§ **Exercise**: Write out each entry, exactly the way it appears.

[Dataset excerpts on object pointing]
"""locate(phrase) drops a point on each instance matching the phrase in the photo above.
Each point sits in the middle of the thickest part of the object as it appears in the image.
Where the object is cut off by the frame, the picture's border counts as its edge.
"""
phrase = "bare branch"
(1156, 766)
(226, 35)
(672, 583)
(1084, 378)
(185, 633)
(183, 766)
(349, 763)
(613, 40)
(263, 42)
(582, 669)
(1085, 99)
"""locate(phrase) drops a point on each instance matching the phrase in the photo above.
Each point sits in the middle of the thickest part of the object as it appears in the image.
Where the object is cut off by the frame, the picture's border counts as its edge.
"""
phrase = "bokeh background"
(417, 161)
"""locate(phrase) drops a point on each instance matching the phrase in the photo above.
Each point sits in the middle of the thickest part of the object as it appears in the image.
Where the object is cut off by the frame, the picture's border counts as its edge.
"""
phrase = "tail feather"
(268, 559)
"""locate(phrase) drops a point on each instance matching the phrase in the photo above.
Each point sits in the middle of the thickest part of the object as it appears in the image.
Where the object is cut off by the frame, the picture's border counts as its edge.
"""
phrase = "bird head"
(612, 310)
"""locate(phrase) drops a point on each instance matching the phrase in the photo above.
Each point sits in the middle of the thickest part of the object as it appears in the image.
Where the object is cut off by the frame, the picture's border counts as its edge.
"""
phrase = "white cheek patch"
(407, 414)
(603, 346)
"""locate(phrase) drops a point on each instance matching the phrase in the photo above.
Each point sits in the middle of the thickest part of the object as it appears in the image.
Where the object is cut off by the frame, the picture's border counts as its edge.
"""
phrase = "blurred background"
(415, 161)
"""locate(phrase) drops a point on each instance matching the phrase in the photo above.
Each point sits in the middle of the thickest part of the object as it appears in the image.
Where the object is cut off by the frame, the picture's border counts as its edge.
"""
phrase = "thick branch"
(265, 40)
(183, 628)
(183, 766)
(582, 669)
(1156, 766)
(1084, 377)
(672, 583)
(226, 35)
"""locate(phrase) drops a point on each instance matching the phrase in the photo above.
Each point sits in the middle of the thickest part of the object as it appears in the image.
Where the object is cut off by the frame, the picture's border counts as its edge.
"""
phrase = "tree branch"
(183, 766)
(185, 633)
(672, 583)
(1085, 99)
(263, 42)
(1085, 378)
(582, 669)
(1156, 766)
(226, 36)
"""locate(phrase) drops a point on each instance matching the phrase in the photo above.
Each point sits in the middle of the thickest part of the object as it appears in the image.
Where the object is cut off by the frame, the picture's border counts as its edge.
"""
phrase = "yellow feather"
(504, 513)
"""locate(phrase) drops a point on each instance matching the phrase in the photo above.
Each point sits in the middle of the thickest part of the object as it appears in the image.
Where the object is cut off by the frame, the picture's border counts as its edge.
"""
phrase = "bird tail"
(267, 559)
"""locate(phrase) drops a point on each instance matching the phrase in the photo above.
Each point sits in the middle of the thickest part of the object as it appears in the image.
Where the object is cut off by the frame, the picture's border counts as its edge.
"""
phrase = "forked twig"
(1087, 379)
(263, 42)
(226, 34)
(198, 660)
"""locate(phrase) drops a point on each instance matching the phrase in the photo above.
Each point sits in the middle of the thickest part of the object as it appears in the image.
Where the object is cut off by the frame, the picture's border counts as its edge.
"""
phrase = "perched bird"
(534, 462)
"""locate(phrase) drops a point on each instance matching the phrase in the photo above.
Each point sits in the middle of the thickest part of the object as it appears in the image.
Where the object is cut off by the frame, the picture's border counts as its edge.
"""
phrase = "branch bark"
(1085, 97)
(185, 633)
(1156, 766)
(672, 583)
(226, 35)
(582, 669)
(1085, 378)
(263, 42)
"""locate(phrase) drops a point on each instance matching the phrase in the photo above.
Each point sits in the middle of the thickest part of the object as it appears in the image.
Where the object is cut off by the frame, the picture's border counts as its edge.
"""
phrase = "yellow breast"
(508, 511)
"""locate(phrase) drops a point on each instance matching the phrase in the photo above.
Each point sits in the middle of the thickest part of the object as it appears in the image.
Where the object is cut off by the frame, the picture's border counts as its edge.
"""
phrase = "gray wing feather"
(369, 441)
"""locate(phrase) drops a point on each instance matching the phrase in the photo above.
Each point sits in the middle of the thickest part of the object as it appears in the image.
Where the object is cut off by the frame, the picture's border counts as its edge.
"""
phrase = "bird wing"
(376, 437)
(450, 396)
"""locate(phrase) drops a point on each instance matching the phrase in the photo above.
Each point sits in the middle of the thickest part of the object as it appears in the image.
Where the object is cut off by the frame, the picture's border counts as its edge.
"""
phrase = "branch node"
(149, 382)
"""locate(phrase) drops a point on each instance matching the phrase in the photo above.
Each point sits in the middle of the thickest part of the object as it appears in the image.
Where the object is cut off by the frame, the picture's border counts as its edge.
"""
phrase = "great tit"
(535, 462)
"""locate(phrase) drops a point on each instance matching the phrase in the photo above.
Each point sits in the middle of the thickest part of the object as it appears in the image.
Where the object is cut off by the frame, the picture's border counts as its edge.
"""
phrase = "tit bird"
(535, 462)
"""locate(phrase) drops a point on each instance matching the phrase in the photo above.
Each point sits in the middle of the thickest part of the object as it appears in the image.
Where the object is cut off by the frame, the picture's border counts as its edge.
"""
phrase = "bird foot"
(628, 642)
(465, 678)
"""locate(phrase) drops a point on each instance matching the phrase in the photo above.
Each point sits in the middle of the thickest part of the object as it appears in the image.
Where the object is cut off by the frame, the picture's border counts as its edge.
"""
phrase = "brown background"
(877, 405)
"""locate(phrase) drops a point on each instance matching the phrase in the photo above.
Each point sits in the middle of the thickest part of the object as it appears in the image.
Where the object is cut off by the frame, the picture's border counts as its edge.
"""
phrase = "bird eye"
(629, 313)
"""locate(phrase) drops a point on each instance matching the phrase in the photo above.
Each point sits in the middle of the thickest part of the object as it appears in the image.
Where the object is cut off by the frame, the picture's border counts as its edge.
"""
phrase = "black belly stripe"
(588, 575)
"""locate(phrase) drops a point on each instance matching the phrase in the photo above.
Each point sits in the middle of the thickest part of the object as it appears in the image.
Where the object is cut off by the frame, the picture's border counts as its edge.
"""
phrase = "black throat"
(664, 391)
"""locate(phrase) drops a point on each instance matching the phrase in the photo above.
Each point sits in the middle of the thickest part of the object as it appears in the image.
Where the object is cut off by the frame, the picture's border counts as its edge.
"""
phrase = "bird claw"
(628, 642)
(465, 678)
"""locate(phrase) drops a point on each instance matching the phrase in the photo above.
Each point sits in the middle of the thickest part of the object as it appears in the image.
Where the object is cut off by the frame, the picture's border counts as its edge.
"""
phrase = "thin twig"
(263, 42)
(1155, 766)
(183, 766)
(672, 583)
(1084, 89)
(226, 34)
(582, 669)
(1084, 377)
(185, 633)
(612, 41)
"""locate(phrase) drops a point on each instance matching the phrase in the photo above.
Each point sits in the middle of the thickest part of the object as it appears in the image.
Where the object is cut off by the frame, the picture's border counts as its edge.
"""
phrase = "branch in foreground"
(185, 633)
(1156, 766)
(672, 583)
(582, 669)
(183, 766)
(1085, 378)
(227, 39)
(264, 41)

§ **Output for this task**:
"""locate(phrase) drops a point on each instance matching the phrase in the photo above.
Each point sits in the middle of the thickest part of the object as it appears in the image.
Where the object is cut off by the frame, the picture's border counts as its edge.
"""
phrase = "bare branch"
(1156, 766)
(226, 35)
(672, 583)
(1084, 378)
(185, 633)
(183, 766)
(349, 763)
(613, 40)
(263, 42)
(582, 669)
(1085, 99)
"""locate(phrase) drops a point on each instance matching the phrase in the photo above.
Each point sits in the middle of the thickest part of the object as it appears in the image.
Where the object is cut off by the frame, the picture's border counts as its edge.
"""
phrase = "bokeh background"
(417, 161)
"""locate(phrase) drops a point on each instance matching the phrase in the photo above.
Each point sits in the middle of the thickest part of the object as it appears in the image.
Where the object is cut off by the frame, the picture's border counts as its edge.
"""
phrase = "tail feather"
(268, 559)
"""locate(phrase) drops a point on each instance matching the phrase in the photo above.
Each point sits in the middle of the thickest part of the object as it appears in the image.
Where the object is cut off by the frame, the picture's border counts as its edge.
"""
phrase = "bird head"
(612, 310)
"""locate(phrase) drops a point on each instance matching the phrase in the photo above.
Each point sits in the middle of the thickest part of the object as it appears in the image.
Where the object is cut off by the frame, the picture's border counts as its edge.
"""
phrase = "white cheek patch"
(407, 414)
(603, 346)
"""locate(phrase) drops a point on each instance matching the phrase in the photo above.
Each point sits in the middle of the thickest part of the object as it appears in the image.
Where the object is cut off by the frame, the picture's border counts as its edge.
"""
phrase = "blurred background"
(415, 161)
"""locate(phrase) drops a point on each instance matching the phrase in the photo above.
Each point sits in the middle of the thickest part of the object as it appears in the image.
Where the object is cut off by the frame, the picture's border counts as its edge.
"""
phrase = "thick branch"
(265, 40)
(183, 628)
(183, 766)
(582, 669)
(1156, 766)
(1084, 377)
(672, 583)
(226, 35)
"""locate(phrase) drops a point on each instance matching the phrase in the photo above.
Each point sits in the middle of the thickest part of the object as it appears in the image.
Where the object is cut off by the frame, the picture's border counts as its edge.
"""
phrase = "tree branch"
(183, 766)
(185, 633)
(672, 583)
(1085, 99)
(263, 42)
(1085, 378)
(582, 669)
(1156, 766)
(226, 36)
"""locate(phrase) drops a point on each instance matching the phrase in the photo above.
Each point sits in the middle of the thickest part of the object as it appears in the image.
Where the object is cut off by the frame, the picture's border counts as its edge.
"""
phrase = "yellow feather"
(504, 513)
"""locate(phrase) drops a point on each instance matching the phrase in the photo above.
Each point sits in the middle of the thickest part of the object as it appears in the image.
Where the object is cut off by the frame, the picture's border counts as its edge.
"""
phrase = "bird tail"
(267, 559)
"""locate(phrase) drops a point on each instance matching the phrase in the photo above.
Each point sits in the middle of the thickest part of the object as it appears in the image.
Where the object is cut off by the frame, the picture's border counts as its edge.
"""
phrase = "forked twig"
(1087, 379)
(263, 42)
(226, 34)
(198, 660)
"""locate(phrase) drops a point on each instance matching the phrase in the photo above.
Each point sits in the middle of the thickest part of the object as it appears in the image.
Where the object is cut off by the frame, the picture's border counts as its edge.
"""
phrase = "perched bird"
(534, 462)
"""locate(phrase) drops a point on each instance matching the phrase in the photo above.
Each point sits in the middle of the thickest part of the object as it appears in the image.
Where the object is cut off by the frame, the picture's border counts as its edge.
"""
phrase = "branch bark"
(1085, 97)
(185, 633)
(1156, 766)
(672, 583)
(226, 35)
(582, 669)
(1085, 378)
(263, 42)
"""locate(phrase) drops a point on each instance matching the phrase in the photo above.
Each point sits in the middle of the thickest part of the object as it appears in the image.
Where the object is cut off by the frame, the picture's border counts as its edge.
"""
phrase = "yellow breast"
(508, 511)
"""locate(phrase) drops a point on each instance matching the phrase in the photo above.
Each point sits in the middle of the thickest part of the object as it appears in the image.
Where the object is cut off by the frame, the picture's border counts as its edge.
"""
phrase = "gray wing feather"
(369, 441)
"""locate(phrase) drops a point on each instance matching the phrase in the photo above.
Each point sits in the middle of the thickest part of the object as it appears in the image.
Where the object is cut off by the frame, the picture's border counts as its edge.
"""
phrase = "bird wing"
(376, 437)
(450, 396)
"""locate(phrase) drops a point on each instance matching the phrase in the photo above.
Each point sits in the middle of the thickest part of the object as it appears in the image.
Where the object is cut off by the frame, the picture's border counts as its edge.
"""
phrase = "branch node"
(149, 382)
"""locate(phrase) drops a point on each instance matching the phrase in the photo above.
Each point sits in the middle of the thickest part of the object as it appears in the image.
Where the object is cut off by the frame, the picture's border counts as its edge.
"""
phrase = "great tit"
(535, 462)
"""locate(phrase) drops a point on each instance matching the phrase in the photo above.
Each point sits in the middle of the thickest part of the object as it appears in the image.
Where the object is cut off by the frame, the picture's border counts as its edge.
"""
phrase = "tit bird"
(535, 462)
"""locate(phrase) drops a point on each instance matching the phrase in the photo above.
Each point sits in the middle of the thickest part of the object as it appears in the image.
Where the object is cut off by the frame, the picture's border counts as its edge.
"""
phrase = "bird foot"
(628, 642)
(465, 678)
"""locate(phrase) drops a point on each instance matching the phrase in the photo above.
Each point sits in the middle of the thickest part of the object as it appears in the image.
Where the object is cut off by the frame, the picture's border counts as its edge.
"""
phrase = "brown background"
(877, 405)
"""locate(phrase) drops a point on each instance matching the phrase in the photo above.
Each point sits in the middle of the thickest part of the object as it appears in the image.
Where the object is cut off by the frame, the picture's border counts as its edge.
"""
phrase = "bird eye"
(629, 313)
"""locate(phrase) drops a point on each instance matching the phrase in the photo above.
Each point sits in the middle of the thickest part of the object as it appears in the image.
Where the object is cut off by the frame, the picture's border counts as its edge.
"""
phrase = "black belly stripe"
(588, 575)
"""locate(phrase) drops a point on each instance matching the phrase in the photo above.
Each point sits in the middle of the thickest part of the object as it appears in the image.
Where the object is cut off by the frame, the picture's border counts as its edge.
"""
phrase = "black throat"
(664, 391)
"""locate(phrase) drops a point on each instance matching the phrase in the photo above.
Each point sits in the middle of the thickest part of the object as it appears in the image.
Where the object is cut off by the frame, the picture's border counts as its edge.
"""
phrase = "bird claw"
(628, 642)
(465, 678)
"""locate(phrase) drops a point on each instance matching the phrase in the photo above.
Each point sits in the middle of the thickest part of the object as it appears in the image.
Where the object is cut off by the frame, the picture's border counts as its edge.
"""
phrase = "thin twig"
(263, 42)
(1155, 766)
(183, 766)
(672, 583)
(1084, 89)
(226, 34)
(582, 669)
(1084, 377)
(185, 633)
(612, 41)
"""locate(phrase) drops a point on each instance matching the phrase in the photo above.
Each point sits in the middle of the thickest part of the object as it appears in the image.
Where the object is cut off by the frame, the picture's border counts as its edge.
"""
phrase = "branch in foreground"
(185, 633)
(1156, 766)
(672, 583)
(582, 669)
(183, 766)
(1085, 378)
(227, 39)
(264, 41)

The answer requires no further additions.